▸ Data for this exercise

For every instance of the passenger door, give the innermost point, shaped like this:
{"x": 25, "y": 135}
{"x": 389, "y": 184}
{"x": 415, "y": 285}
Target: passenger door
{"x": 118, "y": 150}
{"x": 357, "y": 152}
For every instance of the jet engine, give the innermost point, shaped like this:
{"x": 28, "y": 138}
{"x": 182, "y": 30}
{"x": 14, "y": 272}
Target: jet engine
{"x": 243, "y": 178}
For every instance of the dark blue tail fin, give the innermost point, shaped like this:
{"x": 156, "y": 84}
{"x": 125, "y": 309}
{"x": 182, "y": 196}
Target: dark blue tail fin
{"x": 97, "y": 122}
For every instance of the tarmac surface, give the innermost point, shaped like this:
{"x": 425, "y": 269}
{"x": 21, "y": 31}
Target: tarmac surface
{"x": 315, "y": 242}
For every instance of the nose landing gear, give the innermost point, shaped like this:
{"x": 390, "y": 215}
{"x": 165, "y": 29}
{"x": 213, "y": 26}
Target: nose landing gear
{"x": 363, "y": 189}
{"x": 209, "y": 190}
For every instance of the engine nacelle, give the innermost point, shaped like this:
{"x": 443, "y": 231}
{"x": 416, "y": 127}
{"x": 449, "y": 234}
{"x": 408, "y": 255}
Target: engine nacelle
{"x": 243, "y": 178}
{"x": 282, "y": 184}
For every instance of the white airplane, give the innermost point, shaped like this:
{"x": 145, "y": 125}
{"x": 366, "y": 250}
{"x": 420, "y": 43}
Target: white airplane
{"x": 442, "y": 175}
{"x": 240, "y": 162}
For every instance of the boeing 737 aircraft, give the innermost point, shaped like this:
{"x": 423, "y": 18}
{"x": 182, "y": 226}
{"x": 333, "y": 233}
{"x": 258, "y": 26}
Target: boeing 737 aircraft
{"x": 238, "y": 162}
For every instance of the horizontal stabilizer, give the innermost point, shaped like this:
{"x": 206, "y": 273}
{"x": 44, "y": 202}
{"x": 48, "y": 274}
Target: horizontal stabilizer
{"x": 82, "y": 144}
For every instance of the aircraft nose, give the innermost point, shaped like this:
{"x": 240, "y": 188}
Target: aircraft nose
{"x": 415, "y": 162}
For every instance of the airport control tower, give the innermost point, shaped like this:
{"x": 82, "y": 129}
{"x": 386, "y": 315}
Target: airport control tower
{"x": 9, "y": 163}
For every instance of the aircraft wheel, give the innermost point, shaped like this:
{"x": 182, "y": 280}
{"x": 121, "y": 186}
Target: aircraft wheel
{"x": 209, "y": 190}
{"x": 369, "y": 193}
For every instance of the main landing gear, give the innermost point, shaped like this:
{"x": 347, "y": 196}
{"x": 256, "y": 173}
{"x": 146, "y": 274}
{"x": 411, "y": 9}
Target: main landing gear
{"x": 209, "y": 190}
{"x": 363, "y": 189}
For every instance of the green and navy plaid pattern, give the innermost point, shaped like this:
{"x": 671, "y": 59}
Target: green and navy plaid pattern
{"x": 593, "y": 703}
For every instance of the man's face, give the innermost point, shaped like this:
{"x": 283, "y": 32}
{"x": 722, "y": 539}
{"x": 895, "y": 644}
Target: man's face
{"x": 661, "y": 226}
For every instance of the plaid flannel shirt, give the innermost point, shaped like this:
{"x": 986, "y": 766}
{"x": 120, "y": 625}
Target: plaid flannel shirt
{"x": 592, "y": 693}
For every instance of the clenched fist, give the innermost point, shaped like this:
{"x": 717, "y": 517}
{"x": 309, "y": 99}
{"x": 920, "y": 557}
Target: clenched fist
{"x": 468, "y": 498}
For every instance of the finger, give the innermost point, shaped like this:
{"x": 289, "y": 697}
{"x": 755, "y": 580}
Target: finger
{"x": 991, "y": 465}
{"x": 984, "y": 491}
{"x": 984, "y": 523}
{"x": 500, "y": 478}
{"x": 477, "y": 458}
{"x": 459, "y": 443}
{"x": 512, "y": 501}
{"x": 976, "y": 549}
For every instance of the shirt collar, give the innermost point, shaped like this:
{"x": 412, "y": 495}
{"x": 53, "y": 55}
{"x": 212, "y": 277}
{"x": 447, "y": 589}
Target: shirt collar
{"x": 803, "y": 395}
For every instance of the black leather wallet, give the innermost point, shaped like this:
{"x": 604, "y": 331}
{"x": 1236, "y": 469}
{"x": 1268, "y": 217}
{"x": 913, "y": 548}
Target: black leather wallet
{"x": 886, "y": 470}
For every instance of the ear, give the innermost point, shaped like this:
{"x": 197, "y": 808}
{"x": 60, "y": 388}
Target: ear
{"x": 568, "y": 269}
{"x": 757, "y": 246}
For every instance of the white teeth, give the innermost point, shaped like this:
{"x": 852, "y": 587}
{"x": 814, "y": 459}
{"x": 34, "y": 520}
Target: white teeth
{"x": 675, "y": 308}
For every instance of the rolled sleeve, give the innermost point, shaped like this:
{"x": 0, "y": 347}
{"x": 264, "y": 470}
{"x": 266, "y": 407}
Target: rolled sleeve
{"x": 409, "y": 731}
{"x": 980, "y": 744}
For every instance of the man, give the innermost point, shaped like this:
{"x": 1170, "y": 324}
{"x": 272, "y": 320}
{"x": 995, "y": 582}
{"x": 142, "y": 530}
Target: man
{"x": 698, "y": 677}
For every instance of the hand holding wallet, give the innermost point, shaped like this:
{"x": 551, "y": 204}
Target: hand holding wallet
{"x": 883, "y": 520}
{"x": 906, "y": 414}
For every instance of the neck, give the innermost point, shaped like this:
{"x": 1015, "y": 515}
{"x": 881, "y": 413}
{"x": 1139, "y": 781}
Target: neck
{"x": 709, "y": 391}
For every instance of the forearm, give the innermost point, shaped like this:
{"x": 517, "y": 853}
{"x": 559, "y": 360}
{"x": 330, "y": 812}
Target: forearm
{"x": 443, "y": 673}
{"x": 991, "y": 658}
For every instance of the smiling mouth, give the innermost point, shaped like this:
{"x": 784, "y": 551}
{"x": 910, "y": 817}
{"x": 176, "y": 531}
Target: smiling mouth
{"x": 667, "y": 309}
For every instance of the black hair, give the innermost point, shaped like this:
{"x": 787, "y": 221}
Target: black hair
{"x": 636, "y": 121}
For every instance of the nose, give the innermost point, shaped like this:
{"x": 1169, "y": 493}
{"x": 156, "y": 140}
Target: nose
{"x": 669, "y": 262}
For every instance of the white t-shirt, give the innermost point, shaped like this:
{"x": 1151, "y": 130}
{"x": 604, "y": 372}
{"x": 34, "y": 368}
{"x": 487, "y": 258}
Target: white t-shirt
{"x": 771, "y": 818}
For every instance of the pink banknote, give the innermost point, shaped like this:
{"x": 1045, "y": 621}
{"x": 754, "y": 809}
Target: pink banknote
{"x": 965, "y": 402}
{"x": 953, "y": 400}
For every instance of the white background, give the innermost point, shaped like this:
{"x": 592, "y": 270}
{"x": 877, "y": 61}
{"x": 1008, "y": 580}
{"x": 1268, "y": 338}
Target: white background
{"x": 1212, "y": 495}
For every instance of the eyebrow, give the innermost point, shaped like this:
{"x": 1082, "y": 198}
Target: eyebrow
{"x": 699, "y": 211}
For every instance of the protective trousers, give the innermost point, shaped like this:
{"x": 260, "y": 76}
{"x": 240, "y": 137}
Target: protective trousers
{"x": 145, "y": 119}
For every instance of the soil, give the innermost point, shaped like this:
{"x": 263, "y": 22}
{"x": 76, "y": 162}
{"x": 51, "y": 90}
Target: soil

▸ Exercise requirements
Rewrite all the records above with "innermost point" changed to "center point" and everything else left untouched.

▸ Problem solution
For every instance of the passenger door, give the center point, shaped like this:
{"x": 25, "y": 135}
{"x": 389, "y": 184}
{"x": 415, "y": 285}
Target: passenger door
{"x": 118, "y": 150}
{"x": 357, "y": 152}
For every instance of the jet engine, give the center point, shaped like this:
{"x": 28, "y": 138}
{"x": 182, "y": 30}
{"x": 14, "y": 272}
Target: jet engine
{"x": 243, "y": 178}
For every instance of the dark blue tail fin, give the center point, shaped like this:
{"x": 156, "y": 84}
{"x": 125, "y": 309}
{"x": 182, "y": 196}
Target: dark blue tail fin
{"x": 97, "y": 122}
For every instance of the tarmac surface, give the center point, shaped like this:
{"x": 425, "y": 269}
{"x": 21, "y": 31}
Target: tarmac surface
{"x": 315, "y": 242}
For every instance of the nose landing gear, give the center point, shaped like this:
{"x": 390, "y": 215}
{"x": 165, "y": 29}
{"x": 213, "y": 26}
Target: nose landing gear
{"x": 363, "y": 189}
{"x": 209, "y": 190}
For every instance of the engine nacelle, give the center point, shaped like this:
{"x": 443, "y": 231}
{"x": 416, "y": 127}
{"x": 449, "y": 234}
{"x": 408, "y": 255}
Target: engine nacelle
{"x": 243, "y": 178}
{"x": 282, "y": 184}
For every instance of the white airplane, give the center point, shaped like this:
{"x": 145, "y": 125}
{"x": 366, "y": 250}
{"x": 420, "y": 43}
Target: white airplane
{"x": 442, "y": 175}
{"x": 240, "y": 162}
For every instance of the boeing 737 aircraft, give the center point, shaped like this:
{"x": 423, "y": 18}
{"x": 182, "y": 226}
{"x": 333, "y": 233}
{"x": 258, "y": 26}
Target: boeing 737 aircraft
{"x": 238, "y": 162}
For every instance of the horizontal stabilizer, give the center point, shaped like this:
{"x": 206, "y": 273}
{"x": 44, "y": 202}
{"x": 48, "y": 274}
Target: horizontal stabilizer
{"x": 82, "y": 144}
For every instance of the aircraft nose, give the center point, shaped like this:
{"x": 240, "y": 188}
Target: aircraft nose
{"x": 415, "y": 162}
For every instance of the airport control tower, give the center point, shaped like this:
{"x": 82, "y": 129}
{"x": 386, "y": 315}
Target: airport control tower
{"x": 9, "y": 163}
For every instance of the aircraft wheel, give the center point, shaped like this:
{"x": 182, "y": 280}
{"x": 121, "y": 186}
Target: aircraft wheel
{"x": 209, "y": 190}
{"x": 369, "y": 193}
For every instance of the main landing gear, give the center point, shaped like this:
{"x": 347, "y": 196}
{"x": 256, "y": 173}
{"x": 146, "y": 274}
{"x": 411, "y": 9}
Target: main landing gear
{"x": 209, "y": 190}
{"x": 363, "y": 189}
For every instance of the green and navy plaid pattern, give the center point, shaped like this:
{"x": 671, "y": 59}
Target: green and navy plaid pattern
{"x": 593, "y": 703}
For every instance of the man's face, give the center point, shaped like this:
{"x": 283, "y": 32}
{"x": 722, "y": 539}
{"x": 895, "y": 644}
Target: man's face
{"x": 661, "y": 226}
For every instance of the plaid flannel shirt, give the center point, shaped like this:
{"x": 986, "y": 766}
{"x": 120, "y": 625}
Target: plaid flannel shirt
{"x": 592, "y": 693}
For every instance of the clenched fist, give the center point, shaped like this:
{"x": 717, "y": 517}
{"x": 309, "y": 99}
{"x": 920, "y": 557}
Target: clenched fist
{"x": 468, "y": 498}
For every instance of the finger, give the center point, shaped like this:
{"x": 289, "y": 697}
{"x": 755, "y": 580}
Target: finger
{"x": 991, "y": 465}
{"x": 984, "y": 491}
{"x": 984, "y": 523}
{"x": 500, "y": 478}
{"x": 477, "y": 458}
{"x": 459, "y": 443}
{"x": 512, "y": 501}
{"x": 976, "y": 549}
For every instance of the shirt collar, give the center point, shaped like this:
{"x": 412, "y": 495}
{"x": 53, "y": 55}
{"x": 212, "y": 277}
{"x": 447, "y": 589}
Target: shirt collar
{"x": 803, "y": 395}
For every instance of the black leather wallet, give the center point, shaped like this:
{"x": 604, "y": 331}
{"x": 1236, "y": 469}
{"x": 1268, "y": 217}
{"x": 913, "y": 548}
Target: black leather wallet
{"x": 886, "y": 470}
For every instance of the ear, give the center point, shaped like this:
{"x": 197, "y": 808}
{"x": 60, "y": 388}
Target: ear
{"x": 568, "y": 269}
{"x": 757, "y": 246}
For every instance of the white teeth, give the center point, shaped like this:
{"x": 852, "y": 587}
{"x": 814, "y": 459}
{"x": 34, "y": 520}
Target: white teeth
{"x": 675, "y": 308}
For every instance of the rolled sleeve, give the center point, shaped like this:
{"x": 0, "y": 347}
{"x": 264, "y": 470}
{"x": 266, "y": 407}
Target: rolled sleeve
{"x": 409, "y": 731}
{"x": 980, "y": 744}
For every instance of the man, give the center point, shaped like this:
{"x": 1170, "y": 324}
{"x": 272, "y": 320}
{"x": 995, "y": 582}
{"x": 142, "y": 530}
Target: man
{"x": 698, "y": 677}
For every instance of the hand holding wallet, give the center point, shaped like this:
{"x": 551, "y": 204}
Target: hand holding wallet
{"x": 883, "y": 520}
{"x": 906, "y": 414}
For every instance of the neck, give the center point, shaped like this:
{"x": 1015, "y": 515}
{"x": 881, "y": 413}
{"x": 1139, "y": 781}
Target: neck
{"x": 709, "y": 391}
For every instance of the forearm, give the center point, shaped like this:
{"x": 517, "y": 853}
{"x": 559, "y": 360}
{"x": 330, "y": 812}
Target: forearm
{"x": 443, "y": 673}
{"x": 991, "y": 658}
For every instance of the smiling mouth, give the center point, shaped like this:
{"x": 784, "y": 551}
{"x": 910, "y": 817}
{"x": 176, "y": 531}
Target: smiling mouth
{"x": 667, "y": 309}
For every instance of the black hair, give the center point, shaped like this:
{"x": 787, "y": 221}
Target: black hair
{"x": 636, "y": 121}
For every instance of the nose, give the center point, shaped like this:
{"x": 1169, "y": 493}
{"x": 156, "y": 140}
Target: nose
{"x": 669, "y": 262}
For every instance of the white t-shirt, give the center point, shaped like this:
{"x": 1151, "y": 130}
{"x": 604, "y": 372}
{"x": 34, "y": 368}
{"x": 487, "y": 258}
Target: white t-shirt
{"x": 771, "y": 818}
For every instance of the pink banknote, give the center point, shaped like this:
{"x": 1045, "y": 621}
{"x": 754, "y": 809}
Target: pink banknote
{"x": 965, "y": 402}
{"x": 953, "y": 400}
For every instance of the white background, give the center point, shaped like this:
{"x": 592, "y": 270}
{"x": 877, "y": 61}
{"x": 1008, "y": 580}
{"x": 1268, "y": 338}
Target: white background
{"x": 1212, "y": 495}
For every instance of the eyebrow, give the center point, shaped like this:
{"x": 1082, "y": 198}
Target: eyebrow
{"x": 699, "y": 211}
For every instance of the protective trousers, give the center point, shaped like this:
{"x": 260, "y": 76}
{"x": 240, "y": 137}
Target: protective trousers
{"x": 145, "y": 119}
For every instance of the soil, give the center point, shaped like this:
{"x": 263, "y": 22}
{"x": 76, "y": 162}
{"x": 51, "y": 90}
Target: soil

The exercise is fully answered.